**Requirement:** Please transcribe the data exactly, with nothing left out.

**Saved entries:**

———

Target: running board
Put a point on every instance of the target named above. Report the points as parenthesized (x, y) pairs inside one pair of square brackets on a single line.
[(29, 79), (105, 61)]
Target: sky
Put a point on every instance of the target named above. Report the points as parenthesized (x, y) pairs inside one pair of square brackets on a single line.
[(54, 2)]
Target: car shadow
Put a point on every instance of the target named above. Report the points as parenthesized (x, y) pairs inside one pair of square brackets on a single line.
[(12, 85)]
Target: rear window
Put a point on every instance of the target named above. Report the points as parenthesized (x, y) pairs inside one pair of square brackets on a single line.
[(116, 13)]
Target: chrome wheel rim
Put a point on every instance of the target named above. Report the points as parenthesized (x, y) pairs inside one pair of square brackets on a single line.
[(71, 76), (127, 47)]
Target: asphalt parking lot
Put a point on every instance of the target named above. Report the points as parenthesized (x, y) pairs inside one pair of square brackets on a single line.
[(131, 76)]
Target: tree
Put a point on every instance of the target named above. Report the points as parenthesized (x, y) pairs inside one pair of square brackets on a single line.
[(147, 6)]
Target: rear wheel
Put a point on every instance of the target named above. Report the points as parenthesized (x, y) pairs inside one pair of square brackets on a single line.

———

**Solved problem:**
Target: running board
Put a point on every instance of the target named above. Report the points as parenthesized (x, y) pairs inside one pair of square brackets on a single line.
[(29, 79), (105, 61)]
Target: sky
Put a point on every instance of the target named above. Report the points as parenthesized (x, y) pairs inside one pair of square brackets on a single line.
[(54, 2)]
Target: car shadow
Put a point on every instance of the target named above. Report the points as parenthesized (x, y) pairs inside one pair of square brackets on a single line.
[(12, 85)]
Target: rear window
Put a point on every instance of the target named above. Report the points as parenthesized (x, y) pairs inside one pair of square brackets on a single line.
[(116, 13)]
Target: chrome wheel rim
Put a point on every instance of the target named above. Report the points as parenthesized (x, y) pairs inside one pair of square brackets on a single line.
[(71, 76), (127, 47)]
Target: asphalt parking lot
Put a point on every instance of the target named above. Report the points as parenthesized (x, y) pairs inside one pair of square brackets on a single line.
[(131, 76)]
Target: tree
Put a point on every instance of the target named above. Report the points as parenthesized (x, y) pairs inside one pair of square brackets on a single line.
[(147, 6)]
Target: rear wheel
Put a point on every instance of the target named above. Report the points as parenthesized (x, y) pairs inside one pair of square brackets on a single line.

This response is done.